PAGE EXCERPT.
______

The Oxford Companion to United States History | 2001 | | © The Oxford Companion to United States History 2001, originally published by Oxford University Press 2001. (Hide copyright information) Copyright

Watson, Thomas J., Sr.

American Business Executive
18741956

Thomas John Watson, born on February 17, 1874, was neither an inventor nor a technician, but his contributions to computer science were substantial nonetheless. During Watson's forty-two years of leadership at IBM Corporation, his marketing and management skills and his emphasis on research and development helped create the Computer Age. He died on June 19, 1956.

The fifth child of an immigrant Scots-Irishman, Watson was born in a four-room cabin in Painted Post, New York. He showed no affinity for the family farm and lumber business and chose to study business and accounting instead. After a year at the Miller School of Commerce in Elmira, New York, he accepted a bookkeeping job at the then relatively high salary of $6 a week. He was seventeen years old.

The job was shortlived, however, as Watson succumbed to the lure of the open road and the life of a traveling salesman, peddling pianos, organs, and sewing machines off the back of a wagon. He soon joined forces with a more established salesman named C. B. Barron, this time selling stock in the Northern New York State Building and Loan Association.

During this period, Watson began honing the selling skills that would someday earn him the nickname of the world's greatest salesman. But first there were a few bumps on the road: Barron absconded with the money they had earned, and Watson was fired. However, fortune smiled on Watson in October 1895, when he took a sales job with the National Cash Register Company (NCR) and was soon outperforming everyone in NCR's Buffalo, New York, office.

By 1912, after a series of rapid promotions, Watson had risen to second-in-command at NCR's corporate headquarters in Dayton, Ohio. At the age of thirty-eight, this tall, strikingly handsome man was one of the town's most eligible bachelorsbut not for long. He met Jeannett Kittredge, daughter of a prominent businessman, at a country club dinner, and a year later they were married. The couple eventually had four children: Thomas, Jr.; Jane; Helen; and Arthur.

During the NCR years, to raise the morale of a dispirited sales force, Watson adopted his famous motto "THINK" and placed framed placards with that single word throughout the company's offices. Years later, he would use that same slogan at IBM, a company he was soon to join.

______

Image object location entries.
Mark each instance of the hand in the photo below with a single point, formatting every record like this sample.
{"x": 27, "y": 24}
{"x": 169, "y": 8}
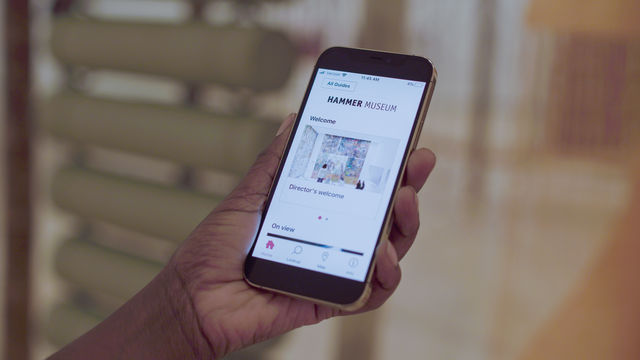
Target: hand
{"x": 200, "y": 307}
{"x": 231, "y": 314}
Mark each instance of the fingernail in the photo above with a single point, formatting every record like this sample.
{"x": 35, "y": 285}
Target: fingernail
{"x": 391, "y": 253}
{"x": 285, "y": 123}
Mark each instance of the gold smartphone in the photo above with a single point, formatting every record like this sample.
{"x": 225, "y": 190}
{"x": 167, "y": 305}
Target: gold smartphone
{"x": 331, "y": 200}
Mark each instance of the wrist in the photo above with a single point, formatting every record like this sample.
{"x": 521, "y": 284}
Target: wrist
{"x": 179, "y": 316}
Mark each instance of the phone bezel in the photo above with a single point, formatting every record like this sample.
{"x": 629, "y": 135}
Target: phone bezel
{"x": 321, "y": 287}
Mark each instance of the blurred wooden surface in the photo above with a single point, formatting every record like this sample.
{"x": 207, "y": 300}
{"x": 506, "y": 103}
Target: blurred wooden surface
{"x": 610, "y": 18}
{"x": 18, "y": 181}
{"x": 601, "y": 318}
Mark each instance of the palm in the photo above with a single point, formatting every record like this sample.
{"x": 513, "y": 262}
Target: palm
{"x": 232, "y": 314}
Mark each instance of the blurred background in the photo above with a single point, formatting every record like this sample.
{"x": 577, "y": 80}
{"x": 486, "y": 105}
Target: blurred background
{"x": 135, "y": 117}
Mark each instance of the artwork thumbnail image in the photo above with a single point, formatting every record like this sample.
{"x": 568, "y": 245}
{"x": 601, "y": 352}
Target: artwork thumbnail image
{"x": 337, "y": 159}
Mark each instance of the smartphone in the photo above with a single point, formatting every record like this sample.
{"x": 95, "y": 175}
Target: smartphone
{"x": 331, "y": 200}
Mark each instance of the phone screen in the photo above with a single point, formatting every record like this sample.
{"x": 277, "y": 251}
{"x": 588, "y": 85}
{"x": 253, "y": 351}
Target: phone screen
{"x": 329, "y": 203}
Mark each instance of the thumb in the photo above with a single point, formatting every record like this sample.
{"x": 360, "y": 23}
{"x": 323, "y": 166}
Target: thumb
{"x": 252, "y": 191}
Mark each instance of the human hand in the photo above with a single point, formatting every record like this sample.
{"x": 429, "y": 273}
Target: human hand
{"x": 227, "y": 313}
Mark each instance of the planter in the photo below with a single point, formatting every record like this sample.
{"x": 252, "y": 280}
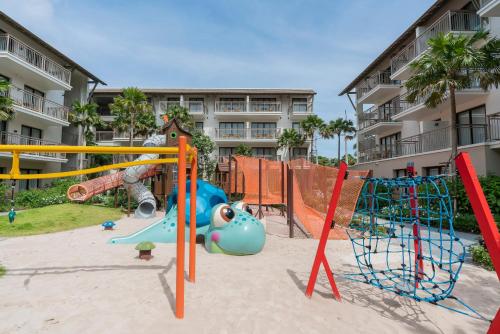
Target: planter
{"x": 145, "y": 255}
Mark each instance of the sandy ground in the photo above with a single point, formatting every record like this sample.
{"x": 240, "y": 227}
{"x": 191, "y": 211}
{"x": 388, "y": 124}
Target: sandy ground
{"x": 73, "y": 282}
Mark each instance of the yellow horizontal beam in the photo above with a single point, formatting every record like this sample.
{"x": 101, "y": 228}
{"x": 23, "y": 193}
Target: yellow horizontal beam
{"x": 89, "y": 149}
{"x": 18, "y": 176}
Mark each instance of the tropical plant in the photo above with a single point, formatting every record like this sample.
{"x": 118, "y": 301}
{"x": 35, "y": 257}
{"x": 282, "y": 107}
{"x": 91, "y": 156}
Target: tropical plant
{"x": 453, "y": 63}
{"x": 244, "y": 150}
{"x": 6, "y": 110}
{"x": 289, "y": 139}
{"x": 310, "y": 126}
{"x": 129, "y": 109}
{"x": 181, "y": 114}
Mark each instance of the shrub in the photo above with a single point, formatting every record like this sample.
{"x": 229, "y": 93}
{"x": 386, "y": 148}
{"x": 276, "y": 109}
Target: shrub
{"x": 480, "y": 256}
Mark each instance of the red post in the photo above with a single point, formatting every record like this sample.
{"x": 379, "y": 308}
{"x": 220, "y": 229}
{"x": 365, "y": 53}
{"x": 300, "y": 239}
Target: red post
{"x": 181, "y": 228}
{"x": 320, "y": 253}
{"x": 484, "y": 218}
{"x": 417, "y": 243}
{"x": 192, "y": 217}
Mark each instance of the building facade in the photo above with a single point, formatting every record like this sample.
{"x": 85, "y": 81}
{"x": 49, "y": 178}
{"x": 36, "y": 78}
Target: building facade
{"x": 255, "y": 117}
{"x": 393, "y": 131}
{"x": 43, "y": 85}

______

WORK INSTRUCTIONS.
- A) Convert everything in the records from the line containing "Mark each instance of the building" down to the end of the records into a numbered list, leaving out any blank lines.
- B) Pick up the biography of Thomas J. Watson Sr. where it stops and continue it.

RESPONSES IN ORDER.
- A)
1. Mark each instance of the building facade in the photo above with a single point, formatting every record like this sample.
2. {"x": 85, "y": 81}
3. {"x": 49, "y": 178}
4. {"x": 36, "y": 78}
5. Target: building facade
6. {"x": 255, "y": 117}
7. {"x": 393, "y": 131}
8. {"x": 43, "y": 85}

- B)
Watson's departure from NCR was preceded by two serious impediments to his career path. The first of these was an accusation by the company's main competitor, American Cash Register Company, that Watson and twenty-nine other executives had violated the Sherman Antitrust Act by engaging in unfair business practices, some designed to eliminate the second-hand trade in business machines. Although Watson was sentenced to one year in jail and a $5,000 fine, the verdict was quickly appealed and eventually set aside. Nonetheless, the widely publicized trial did little for his standing at NCR. In addition, there was a public disagreement with NCR President John H. Patterson, and shortly thereafter Watson was dismissed.

Watson was recruited by Charles R. Flint, the founder of what was to become IBM, and on May 1, 1914, he became general manager of the Computing-Tabulating-Recording Company (CTR), a small conglomerate in need of a major turnaround. Watson was intrigued by the product line, particularly the tabulating machine invented by Herman Hollerith (18601929) to help tally census results. Believing that automated accounting and record keeping had great commercial potential, Watson focused on the tabulating-machine division. Later that year, as CTR president, he borrowed the funding for research and development and began a transformation of the company. In 1924, at the age of fifty, he became chief executive officer and changed CTR's name to International Business Machines Corporation (IBM), reflecting his vision of the future.

To realize that vision, Watson motivated his employees through slogans and songs, a company newspaper and school, a country club that any employee could join for a dollar a year, and the promise of lifetime employment. One of his slogans was "World peace through world trade." A master of sales promotion, he understood the needs of the customer and met those needs through continuous funding of engineering and research. It was primarily Watson's support that ensured the development of Howard Aiken's Mark I calculatorthe first digital computer made in the United States and IBM's first step into the Computer Age. Advancements continued and in 1952 IBM introduced its first production computer, the 701, and the company was firmly established in the computer business.

Watson retired as president of the firm in 1949 to become chairman of the board, and on May 8, 1956, he passed on executive power to his eldest son, Thomas Watson Jr. Six weeks later, he died of a heart attack at the age of eighty-two.

see also Herman Hollerith; IBM Corporation; Mainframes.

Karen E. Esch

Bibliography

Belden, Thomas, and Marva Belden. The Lengthening Shadow: The Life of Thomas J. Watson. Boston: Little, Brown, 1962.

Fishman, Katharine Davis. The Computer Establishment. New York: Harper and Row, 1981.

Levinson, Harry, and Stuart Rosenthal. CEO: Corporate Leadership in Action. New York: Basic Books, 1984.

Rodgers, William. THINK: A Biography of the Watsons and IBM. New York: Stein and Day, 1969.

Slater, Robert. "Thomas J. Watson, Sr.: Founder of IBM." In Portraits in Silicon. Cambridge, MA: MIT Press, 1987.

Watson, Thomas J., Jr., and Peter Petre. Father, Son and Co. New York: Bantam Books, 1990.

Named after American Senator John Sherman, the Sherman Antitrust Act (1890) was intended to reduce business practices that limited economic competition.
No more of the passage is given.